[begin Data to use]

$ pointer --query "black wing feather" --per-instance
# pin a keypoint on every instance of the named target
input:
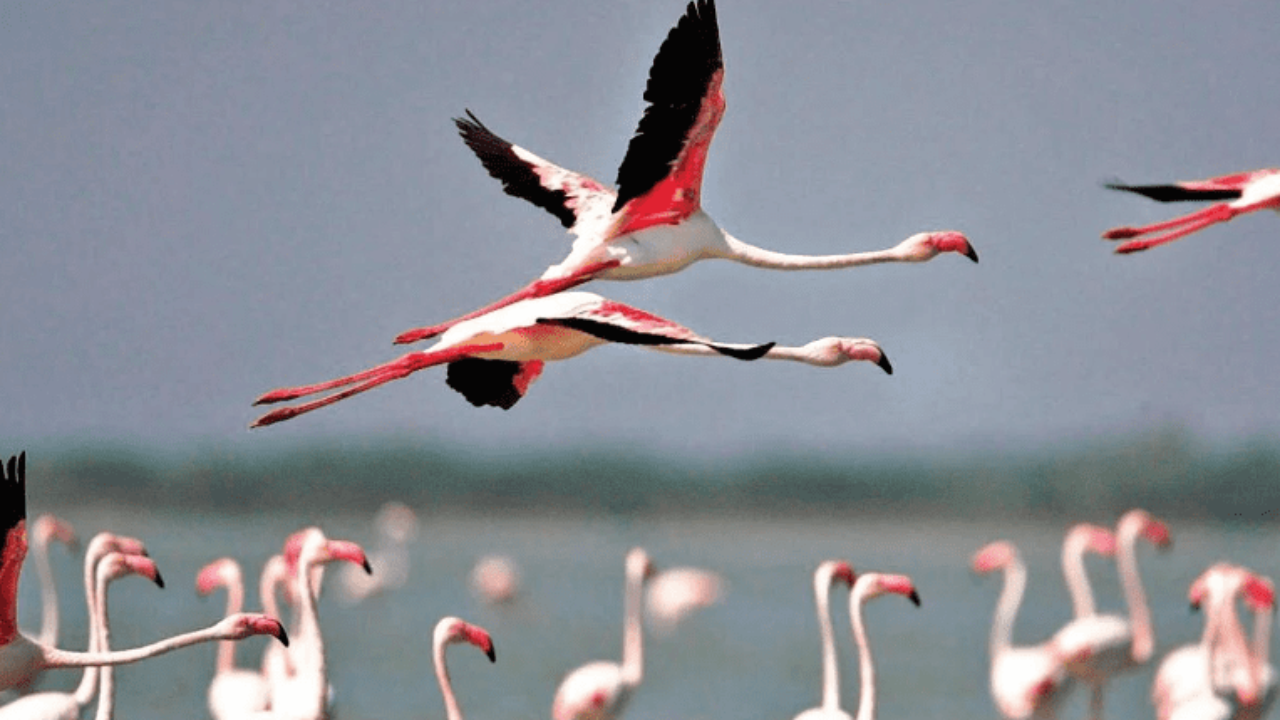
(516, 176)
(679, 80)
(485, 382)
(1174, 192)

[end Data to use]

Given request
Scale the items above by rewriting every line, request lines included. Multiply each coordinate in the answer points by 1.35 and round to the nearest whole number, with halves rounded up, and leave the pictures out.

Worked answer
$ pointer --query "black wing feather" --per-instance
# pin a keypoint on every instance of the named target
input:
(697, 238)
(917, 108)
(655, 516)
(1585, 259)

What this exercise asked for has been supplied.